▸ **Document source**

Le président français aurait pu parvenir à ses fins sans employer un langage grossier, ciblant qui plus est une partie des Français. La vérité sur ses intentions n’avait pas besoin de ce recours à l’invective.
Alors, pourquoi «pète-t-il les plombs», en toute connaissance de cause, bien sûr? Parce que l’élection présidentielle approche, pardi! Dans cette perspective, et celle d’abord du premier tour, qui veut qu’un candidat rassemble son camp avant de songer à élargir sa base pour le second, il réaffirme son style. Celui du coup d’éclat permanent, de la surprise à répétition, de la rupture avec le ronron, quitte, parfois, à «se planter». Nul ne peut douter, lui non plus, de son appartenance au «système», en réalité le nôtre, le système libéral redistributif. Justement, il convient pour lui de se démarquer en envoyant des signes suffisamment forts pour que les électeurs s’en souviennent le jour du vote.

▸ **Objectif**
Comment se poursuit le texte sur les propos grossiers du président français ? Rédigez la suite à partir de sa dernière phrase.

▸ **Données enregistrées**
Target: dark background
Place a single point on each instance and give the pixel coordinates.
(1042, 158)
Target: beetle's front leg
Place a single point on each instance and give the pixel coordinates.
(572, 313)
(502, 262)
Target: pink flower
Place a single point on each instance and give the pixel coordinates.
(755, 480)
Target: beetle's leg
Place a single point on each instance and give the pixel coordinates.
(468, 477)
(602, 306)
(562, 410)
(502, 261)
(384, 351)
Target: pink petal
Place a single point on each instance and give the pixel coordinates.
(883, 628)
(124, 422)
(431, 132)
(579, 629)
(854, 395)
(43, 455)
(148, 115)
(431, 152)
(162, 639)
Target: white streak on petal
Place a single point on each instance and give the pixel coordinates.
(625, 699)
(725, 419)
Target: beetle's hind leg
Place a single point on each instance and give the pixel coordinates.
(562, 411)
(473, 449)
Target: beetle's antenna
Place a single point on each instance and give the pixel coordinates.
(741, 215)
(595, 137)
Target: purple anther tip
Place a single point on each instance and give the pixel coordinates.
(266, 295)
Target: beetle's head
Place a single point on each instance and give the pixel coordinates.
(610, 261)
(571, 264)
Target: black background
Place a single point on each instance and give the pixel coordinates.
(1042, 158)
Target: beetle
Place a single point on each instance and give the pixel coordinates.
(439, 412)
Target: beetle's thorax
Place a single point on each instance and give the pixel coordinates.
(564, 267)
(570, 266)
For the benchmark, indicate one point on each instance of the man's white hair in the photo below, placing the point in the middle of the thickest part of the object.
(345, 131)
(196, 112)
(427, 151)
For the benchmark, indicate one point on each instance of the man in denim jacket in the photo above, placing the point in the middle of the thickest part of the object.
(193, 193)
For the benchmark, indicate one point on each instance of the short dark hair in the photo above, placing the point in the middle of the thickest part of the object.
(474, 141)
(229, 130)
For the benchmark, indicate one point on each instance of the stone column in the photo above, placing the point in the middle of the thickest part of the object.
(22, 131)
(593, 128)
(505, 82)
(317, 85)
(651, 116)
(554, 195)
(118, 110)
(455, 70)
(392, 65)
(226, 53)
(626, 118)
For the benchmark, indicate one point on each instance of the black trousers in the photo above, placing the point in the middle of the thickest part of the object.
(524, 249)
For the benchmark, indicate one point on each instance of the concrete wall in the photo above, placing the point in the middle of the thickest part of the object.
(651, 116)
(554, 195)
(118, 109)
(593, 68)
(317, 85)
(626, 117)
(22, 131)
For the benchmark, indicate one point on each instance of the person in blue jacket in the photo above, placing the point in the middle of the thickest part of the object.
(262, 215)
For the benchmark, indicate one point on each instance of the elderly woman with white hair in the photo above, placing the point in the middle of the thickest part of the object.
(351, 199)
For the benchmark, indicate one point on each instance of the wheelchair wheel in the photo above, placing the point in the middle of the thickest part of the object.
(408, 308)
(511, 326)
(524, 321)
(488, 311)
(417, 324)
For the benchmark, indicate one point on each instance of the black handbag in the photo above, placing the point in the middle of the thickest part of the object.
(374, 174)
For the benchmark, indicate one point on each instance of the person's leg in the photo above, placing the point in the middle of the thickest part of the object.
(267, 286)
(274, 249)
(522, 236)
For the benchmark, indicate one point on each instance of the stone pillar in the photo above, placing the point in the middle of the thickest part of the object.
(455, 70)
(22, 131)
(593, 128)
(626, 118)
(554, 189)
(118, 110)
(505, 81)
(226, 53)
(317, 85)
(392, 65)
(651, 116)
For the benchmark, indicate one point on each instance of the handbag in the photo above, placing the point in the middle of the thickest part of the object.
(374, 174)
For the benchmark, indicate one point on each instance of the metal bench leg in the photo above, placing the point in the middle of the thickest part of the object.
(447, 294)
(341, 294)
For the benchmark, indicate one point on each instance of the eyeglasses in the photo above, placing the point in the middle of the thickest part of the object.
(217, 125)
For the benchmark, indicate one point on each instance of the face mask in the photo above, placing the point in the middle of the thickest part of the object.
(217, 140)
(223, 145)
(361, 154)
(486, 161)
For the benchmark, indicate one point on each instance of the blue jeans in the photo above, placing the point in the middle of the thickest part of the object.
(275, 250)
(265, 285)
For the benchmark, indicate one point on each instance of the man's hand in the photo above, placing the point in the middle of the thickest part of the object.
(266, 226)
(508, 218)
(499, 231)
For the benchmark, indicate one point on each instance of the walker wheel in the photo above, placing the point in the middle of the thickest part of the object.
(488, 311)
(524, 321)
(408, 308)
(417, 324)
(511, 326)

▸ **Zone de réponse**
En ce début d’année, il les accumule. En pas même une semaine, il a fait accrocher le drapeau européen, seul, sans le drapeau français, sous l’Arc de Triomphe, pour marquer les débuts de la présidence française de l’Union européenne. Et là, il dit qu’il va «emmerder» les non-vaccinés. Bref, il clive, par le symbole et par les mots (ce qui est moins risqué que d’annoncer une hausse d’impôts). Et s’il le fait, c’est parce qu’il pense qu’électoralement, il a à y gagner.
Mais clive-t-il tant que cela? En clivant, il rassemble aussi. En énervant les nationalistes et les souverainistes avec le drapeau européen flottant en souveraineté au-dessus de la flamme du soldat inconnu, Macron se repeint en progressiste et attire à lui les Français irrités par le regain nationaliste du moment à droite et à l’extrême droite.
En traitant les antivax d’«emmerdeurs», il utilise un vocabulaire qui n’est pas convenable pour un président de la République, mais il sait bien que la plupart des vaccinés n’en pensent pas moins. Qui plus est, il ne prend pas un risque énorme: les non-vaccinés ne sont plus aujourd’hui que 10% en France.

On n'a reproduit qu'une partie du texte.